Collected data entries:
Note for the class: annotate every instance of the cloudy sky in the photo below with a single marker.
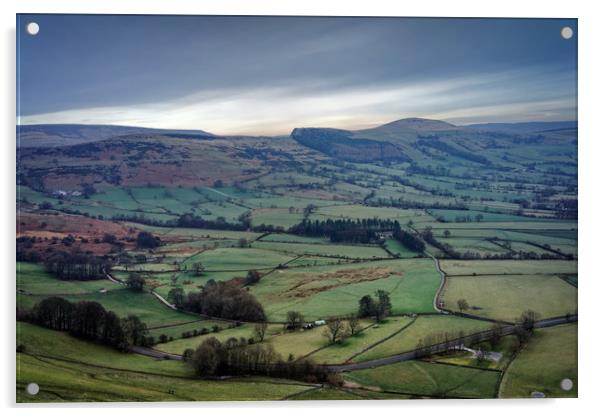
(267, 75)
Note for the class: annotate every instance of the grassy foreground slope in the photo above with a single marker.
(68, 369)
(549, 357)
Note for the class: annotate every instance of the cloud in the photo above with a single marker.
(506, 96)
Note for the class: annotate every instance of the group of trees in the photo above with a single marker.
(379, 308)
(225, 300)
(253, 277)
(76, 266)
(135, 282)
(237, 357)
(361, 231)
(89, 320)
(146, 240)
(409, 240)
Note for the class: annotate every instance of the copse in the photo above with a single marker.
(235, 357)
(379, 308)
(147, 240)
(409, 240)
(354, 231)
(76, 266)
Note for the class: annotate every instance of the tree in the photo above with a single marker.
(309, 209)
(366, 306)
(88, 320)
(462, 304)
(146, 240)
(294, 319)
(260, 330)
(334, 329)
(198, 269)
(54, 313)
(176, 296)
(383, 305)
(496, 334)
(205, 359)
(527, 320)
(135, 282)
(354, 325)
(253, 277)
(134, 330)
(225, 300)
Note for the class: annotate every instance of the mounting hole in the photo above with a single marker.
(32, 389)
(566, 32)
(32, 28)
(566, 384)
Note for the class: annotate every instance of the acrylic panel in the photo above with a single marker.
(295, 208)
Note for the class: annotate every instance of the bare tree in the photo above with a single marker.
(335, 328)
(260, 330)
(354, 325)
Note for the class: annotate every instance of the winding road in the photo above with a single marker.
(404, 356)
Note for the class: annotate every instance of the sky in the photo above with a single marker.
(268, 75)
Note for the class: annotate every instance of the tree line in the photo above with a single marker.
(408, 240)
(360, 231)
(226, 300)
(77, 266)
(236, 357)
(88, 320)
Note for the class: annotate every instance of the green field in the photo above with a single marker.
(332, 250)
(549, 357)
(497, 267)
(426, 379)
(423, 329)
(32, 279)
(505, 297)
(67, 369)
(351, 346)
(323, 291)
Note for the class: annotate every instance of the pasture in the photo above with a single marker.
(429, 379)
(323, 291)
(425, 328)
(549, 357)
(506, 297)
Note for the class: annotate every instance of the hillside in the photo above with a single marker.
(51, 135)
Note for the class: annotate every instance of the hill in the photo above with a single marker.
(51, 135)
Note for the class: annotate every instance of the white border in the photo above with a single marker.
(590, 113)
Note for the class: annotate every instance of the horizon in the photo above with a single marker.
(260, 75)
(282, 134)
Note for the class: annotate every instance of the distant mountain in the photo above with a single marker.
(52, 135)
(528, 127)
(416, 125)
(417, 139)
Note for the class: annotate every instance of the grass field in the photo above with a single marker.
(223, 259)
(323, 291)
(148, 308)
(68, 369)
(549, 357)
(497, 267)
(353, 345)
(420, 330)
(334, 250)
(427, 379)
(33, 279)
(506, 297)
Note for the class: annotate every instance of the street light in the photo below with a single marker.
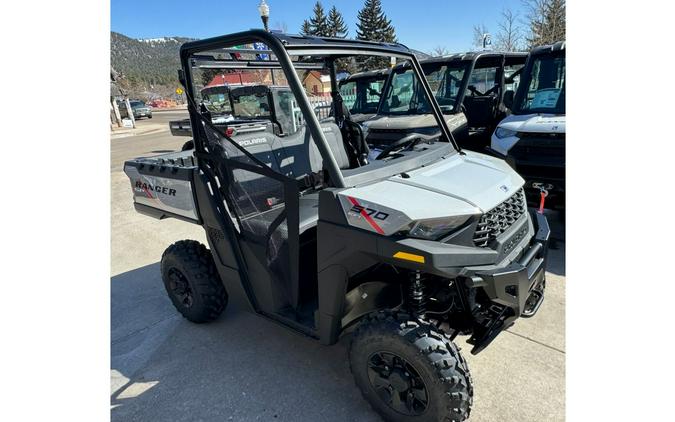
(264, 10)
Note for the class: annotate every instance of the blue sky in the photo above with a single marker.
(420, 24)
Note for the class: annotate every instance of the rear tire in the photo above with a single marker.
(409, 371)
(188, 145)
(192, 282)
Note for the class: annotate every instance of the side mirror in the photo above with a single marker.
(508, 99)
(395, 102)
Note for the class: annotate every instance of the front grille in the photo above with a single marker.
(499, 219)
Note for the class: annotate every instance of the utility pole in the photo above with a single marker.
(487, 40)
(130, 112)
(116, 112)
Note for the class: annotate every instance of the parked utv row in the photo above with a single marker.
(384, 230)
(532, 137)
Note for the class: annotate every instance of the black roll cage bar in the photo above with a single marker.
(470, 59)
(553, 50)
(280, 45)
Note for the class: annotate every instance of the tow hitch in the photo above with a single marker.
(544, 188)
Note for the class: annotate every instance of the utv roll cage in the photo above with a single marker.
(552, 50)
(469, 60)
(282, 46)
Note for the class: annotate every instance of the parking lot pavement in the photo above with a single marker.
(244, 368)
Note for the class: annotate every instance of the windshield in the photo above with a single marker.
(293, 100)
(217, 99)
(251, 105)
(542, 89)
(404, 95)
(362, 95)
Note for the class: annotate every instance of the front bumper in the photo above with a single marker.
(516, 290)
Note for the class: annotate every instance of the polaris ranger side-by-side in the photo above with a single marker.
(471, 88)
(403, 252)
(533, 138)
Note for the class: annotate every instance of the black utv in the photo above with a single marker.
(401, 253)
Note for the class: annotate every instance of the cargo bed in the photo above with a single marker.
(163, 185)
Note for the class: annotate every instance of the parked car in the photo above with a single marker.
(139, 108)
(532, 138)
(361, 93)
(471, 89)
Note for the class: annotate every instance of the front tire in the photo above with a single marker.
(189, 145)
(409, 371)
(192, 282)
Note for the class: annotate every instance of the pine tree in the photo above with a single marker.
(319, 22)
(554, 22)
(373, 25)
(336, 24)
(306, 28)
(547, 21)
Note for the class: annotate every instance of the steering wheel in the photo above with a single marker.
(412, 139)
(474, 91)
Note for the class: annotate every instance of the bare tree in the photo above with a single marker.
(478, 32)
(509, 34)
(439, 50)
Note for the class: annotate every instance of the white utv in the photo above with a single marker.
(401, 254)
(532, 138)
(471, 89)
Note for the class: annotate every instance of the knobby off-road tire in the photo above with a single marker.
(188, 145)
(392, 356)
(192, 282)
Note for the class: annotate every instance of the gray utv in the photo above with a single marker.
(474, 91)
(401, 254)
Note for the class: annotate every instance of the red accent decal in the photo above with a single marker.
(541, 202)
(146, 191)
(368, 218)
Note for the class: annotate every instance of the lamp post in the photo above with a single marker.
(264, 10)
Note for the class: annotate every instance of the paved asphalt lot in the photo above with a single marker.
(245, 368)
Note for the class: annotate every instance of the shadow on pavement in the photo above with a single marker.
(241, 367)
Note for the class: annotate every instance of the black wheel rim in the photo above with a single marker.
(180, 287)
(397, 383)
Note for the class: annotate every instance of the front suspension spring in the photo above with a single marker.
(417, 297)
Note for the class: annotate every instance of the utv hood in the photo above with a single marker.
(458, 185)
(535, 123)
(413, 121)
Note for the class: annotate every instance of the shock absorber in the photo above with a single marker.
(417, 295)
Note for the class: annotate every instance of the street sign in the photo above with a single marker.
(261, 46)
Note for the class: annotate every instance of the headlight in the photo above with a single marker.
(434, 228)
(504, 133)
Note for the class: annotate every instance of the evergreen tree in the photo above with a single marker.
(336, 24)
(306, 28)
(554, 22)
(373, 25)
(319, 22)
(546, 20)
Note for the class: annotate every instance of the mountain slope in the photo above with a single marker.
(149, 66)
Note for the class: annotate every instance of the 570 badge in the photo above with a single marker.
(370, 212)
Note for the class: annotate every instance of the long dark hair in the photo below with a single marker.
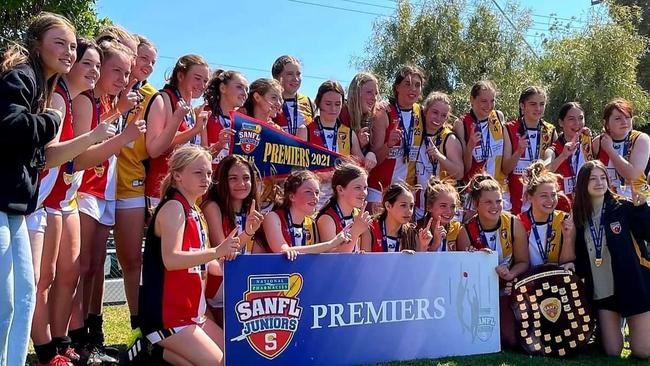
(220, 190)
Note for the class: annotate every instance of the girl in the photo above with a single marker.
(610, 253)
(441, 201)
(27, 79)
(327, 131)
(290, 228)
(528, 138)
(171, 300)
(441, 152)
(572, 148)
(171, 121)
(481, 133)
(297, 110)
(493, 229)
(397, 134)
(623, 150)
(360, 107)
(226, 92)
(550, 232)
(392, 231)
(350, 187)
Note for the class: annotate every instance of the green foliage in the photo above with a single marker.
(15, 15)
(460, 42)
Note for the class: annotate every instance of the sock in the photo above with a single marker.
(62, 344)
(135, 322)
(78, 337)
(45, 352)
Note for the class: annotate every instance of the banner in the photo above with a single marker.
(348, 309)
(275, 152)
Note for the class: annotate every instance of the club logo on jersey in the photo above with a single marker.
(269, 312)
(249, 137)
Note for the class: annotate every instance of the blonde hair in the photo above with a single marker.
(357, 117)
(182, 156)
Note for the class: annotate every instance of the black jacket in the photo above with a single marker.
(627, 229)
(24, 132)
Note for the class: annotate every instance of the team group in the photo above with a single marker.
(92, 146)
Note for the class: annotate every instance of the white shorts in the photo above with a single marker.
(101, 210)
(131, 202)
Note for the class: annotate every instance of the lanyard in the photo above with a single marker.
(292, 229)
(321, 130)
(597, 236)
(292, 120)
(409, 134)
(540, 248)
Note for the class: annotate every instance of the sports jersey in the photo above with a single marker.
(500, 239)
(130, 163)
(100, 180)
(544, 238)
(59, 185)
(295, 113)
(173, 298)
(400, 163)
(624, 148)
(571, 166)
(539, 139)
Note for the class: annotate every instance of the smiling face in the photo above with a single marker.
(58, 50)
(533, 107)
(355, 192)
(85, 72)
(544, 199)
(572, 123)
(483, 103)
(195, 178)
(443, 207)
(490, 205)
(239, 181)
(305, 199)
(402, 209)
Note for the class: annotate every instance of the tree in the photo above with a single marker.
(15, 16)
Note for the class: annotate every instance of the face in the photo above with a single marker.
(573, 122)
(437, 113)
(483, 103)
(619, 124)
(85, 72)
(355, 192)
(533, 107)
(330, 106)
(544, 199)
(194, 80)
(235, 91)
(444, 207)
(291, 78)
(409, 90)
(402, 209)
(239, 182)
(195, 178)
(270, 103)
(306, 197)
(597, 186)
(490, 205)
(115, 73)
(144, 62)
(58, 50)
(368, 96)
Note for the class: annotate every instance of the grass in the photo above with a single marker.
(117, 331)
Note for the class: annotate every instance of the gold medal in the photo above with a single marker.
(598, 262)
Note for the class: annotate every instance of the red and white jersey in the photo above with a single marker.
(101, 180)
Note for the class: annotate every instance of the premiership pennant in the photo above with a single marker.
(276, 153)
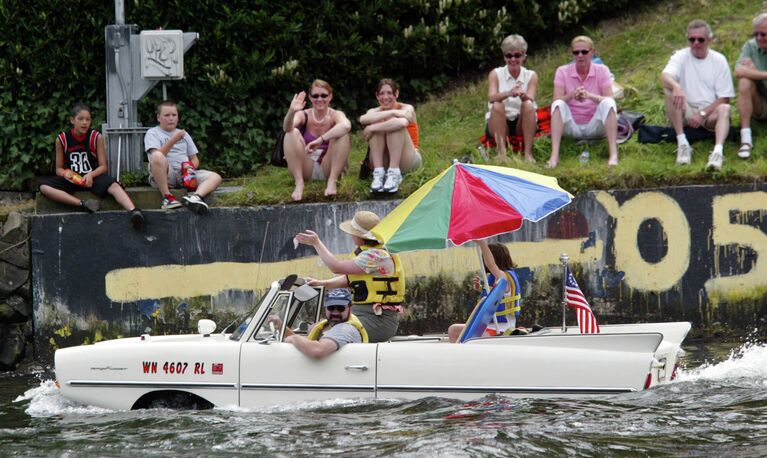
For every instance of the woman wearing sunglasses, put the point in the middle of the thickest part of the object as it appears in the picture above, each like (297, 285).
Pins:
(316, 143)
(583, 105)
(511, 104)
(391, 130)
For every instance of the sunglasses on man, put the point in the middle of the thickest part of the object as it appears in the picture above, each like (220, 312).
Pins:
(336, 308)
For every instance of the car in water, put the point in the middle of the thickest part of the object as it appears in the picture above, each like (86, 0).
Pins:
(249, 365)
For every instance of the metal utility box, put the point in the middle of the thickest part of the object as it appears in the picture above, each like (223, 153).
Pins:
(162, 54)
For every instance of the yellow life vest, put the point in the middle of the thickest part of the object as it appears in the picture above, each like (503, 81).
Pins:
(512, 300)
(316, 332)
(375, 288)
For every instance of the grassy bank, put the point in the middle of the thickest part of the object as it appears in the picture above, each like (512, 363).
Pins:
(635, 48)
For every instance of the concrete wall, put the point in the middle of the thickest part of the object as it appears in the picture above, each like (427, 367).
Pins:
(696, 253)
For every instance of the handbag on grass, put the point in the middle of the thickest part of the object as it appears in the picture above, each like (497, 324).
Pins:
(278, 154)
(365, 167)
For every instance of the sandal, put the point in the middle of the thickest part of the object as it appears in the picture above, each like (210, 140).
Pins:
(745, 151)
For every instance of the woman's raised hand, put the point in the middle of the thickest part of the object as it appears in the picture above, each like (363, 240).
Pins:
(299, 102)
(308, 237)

§ The task
Write out, word for word, every line from the one containing "For every instance of the handbag" through the last line of the records above.

§ Completed exercise
For every instance of the handbag on grass, put the point in the middle of the thickest part of the object as it appears in the picture above, each like (497, 324).
Pins:
(278, 154)
(365, 167)
For every instance of the sandal, put the point in the middle of the thickest part of the object as it appears in the picture above, each like (210, 140).
Pins:
(745, 151)
For every instance of the woman's raised hand, put the point in the middle of the thickest part of the object as it appears in the picture above, each like (363, 240).
Pins:
(299, 102)
(308, 237)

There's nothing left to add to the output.